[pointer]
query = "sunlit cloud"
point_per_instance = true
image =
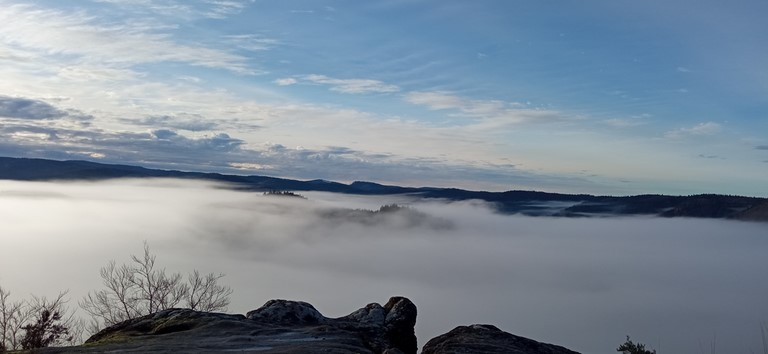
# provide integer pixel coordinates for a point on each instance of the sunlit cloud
(324, 251)
(286, 81)
(701, 129)
(354, 86)
(47, 32)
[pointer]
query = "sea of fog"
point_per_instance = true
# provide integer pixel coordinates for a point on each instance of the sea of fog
(678, 285)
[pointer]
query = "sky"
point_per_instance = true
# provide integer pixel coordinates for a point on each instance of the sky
(678, 285)
(607, 97)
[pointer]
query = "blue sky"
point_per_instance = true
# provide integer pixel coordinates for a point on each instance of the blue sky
(608, 97)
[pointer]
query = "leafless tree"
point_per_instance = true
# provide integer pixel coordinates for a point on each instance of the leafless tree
(36, 322)
(51, 323)
(205, 294)
(13, 316)
(139, 288)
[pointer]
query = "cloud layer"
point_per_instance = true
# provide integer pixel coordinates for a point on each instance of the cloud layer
(581, 283)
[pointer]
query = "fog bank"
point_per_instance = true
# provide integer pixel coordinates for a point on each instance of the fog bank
(675, 284)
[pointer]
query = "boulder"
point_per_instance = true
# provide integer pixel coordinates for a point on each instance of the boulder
(481, 338)
(280, 326)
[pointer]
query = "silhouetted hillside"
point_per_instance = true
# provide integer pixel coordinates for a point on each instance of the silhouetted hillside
(511, 202)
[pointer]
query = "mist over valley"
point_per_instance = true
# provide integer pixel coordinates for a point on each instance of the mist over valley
(584, 283)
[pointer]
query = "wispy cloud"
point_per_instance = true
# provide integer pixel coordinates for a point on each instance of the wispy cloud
(44, 32)
(252, 42)
(286, 81)
(188, 122)
(701, 129)
(221, 9)
(24, 108)
(625, 122)
(486, 114)
(354, 86)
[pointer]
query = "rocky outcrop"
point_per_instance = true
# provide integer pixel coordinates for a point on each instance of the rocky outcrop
(280, 326)
(283, 326)
(488, 339)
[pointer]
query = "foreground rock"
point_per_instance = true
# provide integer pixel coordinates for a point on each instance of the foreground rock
(488, 339)
(280, 326)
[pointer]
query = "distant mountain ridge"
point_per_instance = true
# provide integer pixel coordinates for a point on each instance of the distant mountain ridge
(531, 203)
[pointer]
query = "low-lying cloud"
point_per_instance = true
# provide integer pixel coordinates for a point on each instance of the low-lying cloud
(581, 283)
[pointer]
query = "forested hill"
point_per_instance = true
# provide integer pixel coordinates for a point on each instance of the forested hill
(512, 202)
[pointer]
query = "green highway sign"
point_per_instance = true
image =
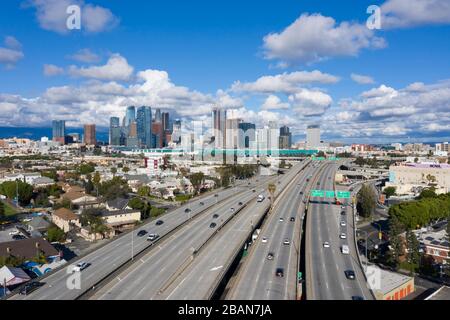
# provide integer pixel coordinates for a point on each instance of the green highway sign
(329, 194)
(343, 194)
(317, 193)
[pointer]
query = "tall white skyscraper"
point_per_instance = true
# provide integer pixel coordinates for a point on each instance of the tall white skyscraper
(313, 136)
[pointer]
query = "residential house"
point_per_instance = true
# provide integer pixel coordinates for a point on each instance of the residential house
(65, 219)
(28, 249)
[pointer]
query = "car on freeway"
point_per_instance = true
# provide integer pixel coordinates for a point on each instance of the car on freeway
(152, 237)
(344, 249)
(141, 233)
(80, 266)
(279, 272)
(350, 274)
(30, 287)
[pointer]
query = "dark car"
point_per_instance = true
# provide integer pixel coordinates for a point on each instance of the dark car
(350, 274)
(142, 233)
(30, 287)
(279, 272)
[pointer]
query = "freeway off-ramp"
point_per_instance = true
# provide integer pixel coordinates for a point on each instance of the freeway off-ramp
(325, 266)
(154, 276)
(111, 256)
(256, 280)
(202, 277)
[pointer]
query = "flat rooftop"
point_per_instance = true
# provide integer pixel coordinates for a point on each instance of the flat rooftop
(391, 280)
(443, 293)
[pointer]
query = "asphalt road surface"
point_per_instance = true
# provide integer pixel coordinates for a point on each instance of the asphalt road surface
(327, 265)
(109, 257)
(256, 279)
(160, 268)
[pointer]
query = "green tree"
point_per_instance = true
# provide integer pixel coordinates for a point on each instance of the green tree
(366, 201)
(395, 242)
(55, 234)
(390, 191)
(144, 191)
(86, 168)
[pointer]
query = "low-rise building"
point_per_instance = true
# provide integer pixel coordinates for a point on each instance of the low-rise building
(394, 286)
(65, 219)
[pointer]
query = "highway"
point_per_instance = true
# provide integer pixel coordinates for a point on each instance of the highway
(256, 278)
(200, 280)
(160, 268)
(325, 267)
(115, 253)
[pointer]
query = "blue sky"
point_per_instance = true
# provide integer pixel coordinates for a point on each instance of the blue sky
(203, 47)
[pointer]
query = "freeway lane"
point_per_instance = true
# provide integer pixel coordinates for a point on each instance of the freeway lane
(159, 267)
(327, 265)
(109, 257)
(256, 280)
(202, 277)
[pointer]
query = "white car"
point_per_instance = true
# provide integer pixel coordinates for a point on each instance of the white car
(80, 266)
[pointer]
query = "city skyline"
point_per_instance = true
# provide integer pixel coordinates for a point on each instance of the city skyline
(356, 92)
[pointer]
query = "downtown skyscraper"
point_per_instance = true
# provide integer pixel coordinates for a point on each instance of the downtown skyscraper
(144, 126)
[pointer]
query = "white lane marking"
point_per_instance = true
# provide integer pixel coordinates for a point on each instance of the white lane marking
(216, 268)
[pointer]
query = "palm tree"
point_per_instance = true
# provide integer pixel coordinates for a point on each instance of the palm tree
(271, 188)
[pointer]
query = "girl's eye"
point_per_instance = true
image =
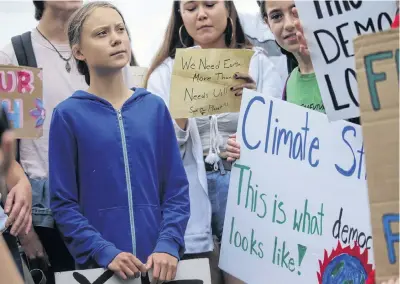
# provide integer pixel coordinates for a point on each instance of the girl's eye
(191, 8)
(276, 16)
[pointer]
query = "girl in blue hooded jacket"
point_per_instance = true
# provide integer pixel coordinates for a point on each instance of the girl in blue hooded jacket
(119, 192)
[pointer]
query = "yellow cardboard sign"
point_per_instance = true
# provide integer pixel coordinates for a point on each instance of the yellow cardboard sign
(21, 94)
(202, 78)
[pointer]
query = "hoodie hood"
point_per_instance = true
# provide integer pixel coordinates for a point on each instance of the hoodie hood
(84, 95)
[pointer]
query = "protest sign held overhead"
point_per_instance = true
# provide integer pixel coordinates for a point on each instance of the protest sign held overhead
(329, 28)
(196, 271)
(298, 207)
(202, 78)
(21, 94)
(8, 270)
(377, 73)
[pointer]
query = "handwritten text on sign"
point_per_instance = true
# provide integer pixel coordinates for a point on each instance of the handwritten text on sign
(202, 78)
(329, 28)
(21, 95)
(378, 80)
(297, 197)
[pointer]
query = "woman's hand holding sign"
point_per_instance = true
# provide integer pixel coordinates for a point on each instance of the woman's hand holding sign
(126, 265)
(232, 148)
(303, 48)
(248, 84)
======
Please set down the whole listing above exactly and skip every picture.

**SOLUTION:**
[pointer]
query = "sunlit cloud"
point_per_instance = true
image =
# provide integer pixel coordinates for a point on each instance of the sunlit cloud
(324, 251)
(286, 81)
(701, 129)
(354, 86)
(47, 32)
[pointer]
query = "sea of fog"
point_per_instance = true
# provide integer pixel coordinates for a point on each instance of the sea of fog
(678, 285)
[pointer]
query = "sky"
point_per_instance = true
# provide integer pixel coordinates for a point on each instance of the sky
(678, 285)
(607, 97)
[pointer]
query = "blue sky"
point_per_instance = true
# provide integer pixel coordinates for a point on each instance of the blue sky
(608, 97)
[pointer]
query = "leafless tree"
point_per_instance = true
# provide integer pixel coordinates for a point on each instance of the leafless tree
(36, 322)
(51, 323)
(205, 294)
(13, 316)
(139, 288)
[pointer]
query = "cloud layer"
point_per_instance = true
# provide integer pixel coordinates for a point on each instance of the cloud layer
(581, 283)
[pointer]
query = "fog bank"
point_per_instance = true
# provide integer pixel coordinates for a point on each instance of the fog bank
(675, 284)
[pointer]
query = "boulder"
point_per_instance = true
# provide integer pixel coordinates for a point on each instance of the boulder
(481, 338)
(280, 326)
[pointer]
query = "silhouetted hillside"
point_per_instance = true
# provide integer pixel coordinates for a point on each instance of the silhouetted hillside
(511, 202)
[pointer]
query = "mist over valley"
point_per_instance = true
# provide integer pixel coordinates for a point on each instance of the mist over valley
(584, 283)
[pointer]
query = "wispy cloud"
point_per_instance = true
# provide integer pixel coordinates for a point on each instance of the wispy cloud
(44, 32)
(252, 42)
(286, 81)
(188, 122)
(701, 129)
(221, 9)
(24, 108)
(625, 122)
(486, 114)
(354, 86)
[pointer]
query = "rocky outcrop"
point_per_instance = true
# provide integer pixel coordinates for a point on each instance of the rocky outcrop
(280, 326)
(283, 326)
(488, 339)
[pointer]
query = "foreground rock"
point_per_instance = true
# provide integer pixel coordinates for a point on each instance of the foreground rock
(488, 339)
(280, 326)
[pointer]
query = "distant mountain ridge"
point_per_instance = true
# provide integer pixel coordinates for a point on each instance of the distant mountain ridge
(531, 203)
[pointer]
query = "low-lying cloud"
point_per_instance = true
# provide integer pixel coordinates for a point on each instance of the low-lying cloud
(581, 283)
[pointer]
query = "forested hill"
point_per_instance = true
# provide integer pixel coordinates for a point on each instance of the forested hill
(512, 202)
[pointer]
query = "green highway sign"
point_per_instance = true
image =
# provide integer pixel coordinates for a point on each instance of the green highway sign
(329, 194)
(343, 194)
(317, 193)
[pointer]
query = "tall white skyscraper"
point_per_instance = true
# provide integer pixel coordinates for a point on each instance of the tall white skyscraper
(313, 136)
[pointer]
query = "residential house"
point_per_instance = true
# provide integer pixel coordinates for a point on each instance of the residential house
(65, 219)
(28, 249)
[pointer]
query = "car on freeway"
point_per_instance = true
# provide integer pixel coordinates for a point on each instance of the car on freeway
(152, 237)
(344, 249)
(141, 233)
(80, 266)
(279, 272)
(350, 274)
(30, 287)
[pointer]
query = "dark car"
point_per_instance = true
# provide integer pixel coordinates for a point on each instance of the dark car
(350, 274)
(142, 233)
(30, 287)
(279, 272)
[pointer]
query = "freeway off-ramp"
point_per_instance = true
# provide integer pixel coordinates for a point on each instance of the freeway off-ramp
(325, 266)
(154, 276)
(111, 256)
(256, 280)
(202, 277)
[pointer]
query = "flat rooftop"
point_per_instance = true
# provide integer pixel coordinates for a point on each instance of the flat rooftop
(391, 280)
(443, 293)
[pointer]
query = "asphalt road surface"
point_per_instance = true
# provide integer pixel coordinates for a point on each instance of the asphalt road surface
(327, 265)
(109, 257)
(256, 279)
(160, 268)
[pointer]
query = "green tree"
point_per_instance = true
# provide integer pixel coordinates for a point on each instance of the green tree
(366, 201)
(395, 242)
(55, 234)
(390, 191)
(144, 191)
(86, 168)
[pointer]
query = "low-rise building"
point_per_instance = true
# provide integer pixel coordinates for a point on each instance of the low-rise building
(394, 286)
(65, 219)
[pointer]
query = "highway"
point_per_instance = true
# provide integer pixel coordinates for a point on each instance of the highway
(256, 278)
(200, 280)
(160, 268)
(325, 267)
(115, 253)
[pointer]
query = "blue sky"
point_per_instance = true
# provide integer pixel coordinates for a point on each instance of the blue sky
(203, 47)
[pointer]
query = "freeway lane"
point_per_instance = true
# provide integer pixel coordinates for a point on each instance of the freeway lane
(159, 267)
(327, 265)
(109, 257)
(256, 280)
(202, 277)
[pointer]
query = "white car"
point_per_instance = true
# provide integer pixel coordinates for a point on each instance of the white car
(80, 266)
[pointer]
query = "city skyline"
point_per_instance = true
# provide integer pixel coordinates for a point on each instance of the city skyline
(356, 92)
[pointer]
query = "downtown skyscraper"
point_per_instance = true
# provide integer pixel coordinates for a point on each instance of the downtown skyscraper
(144, 126)
[pointer]
query = "white lane marking"
point_per_instance = true
# provide integer pixel coordinates for a point on each instance of the white lane marking
(216, 268)
[pointer]
query = "palm tree"
point_per_instance = true
# provide integer pixel coordinates for a point on each instance of the palm tree
(271, 188)
[pointer]
query = "girl's eye"
point_per_instance = true
image =
# provide integer pixel coordinates for a point on each instance of the girl's eye
(191, 8)
(276, 16)
[pointer]
query = "girl in blue hooded jacket"
point_per_instance = true
# provide integer pixel coordinates for a point on each instance of the girl in blue hooded jacket
(119, 192)
[pointer]
query = "yellow cardboard sign"
point_per_instance = true
# provide integer pixel coordinates for a point on each instance of the yellow cardboard sign
(21, 94)
(202, 78)
[pointer]
query = "hoodie hood"
point_per_instance = true
# provide integer pixel coordinates for a point on each instance of the hoodie hood
(84, 95)
[pointer]
query = "protest sign held overhead"
point_per_instance = true
# provide integer pixel coordinates for a point on each instance of the protest sign held overhead
(329, 28)
(196, 271)
(298, 207)
(202, 78)
(21, 94)
(8, 270)
(377, 73)
[pointer]
query = "handwritten text on sign"
point_per_instance = true
# provide integer pixel coordinates for a point on each instance of the handwritten text on sign
(202, 78)
(329, 28)
(21, 95)
(378, 80)
(297, 197)
[pointer]
query = "woman's hand holding sign"
point_per_instance = true
# provide integer pixel coordinates for a point on each instance of the woman's hand holding sign
(126, 265)
(232, 148)
(303, 48)
(248, 84)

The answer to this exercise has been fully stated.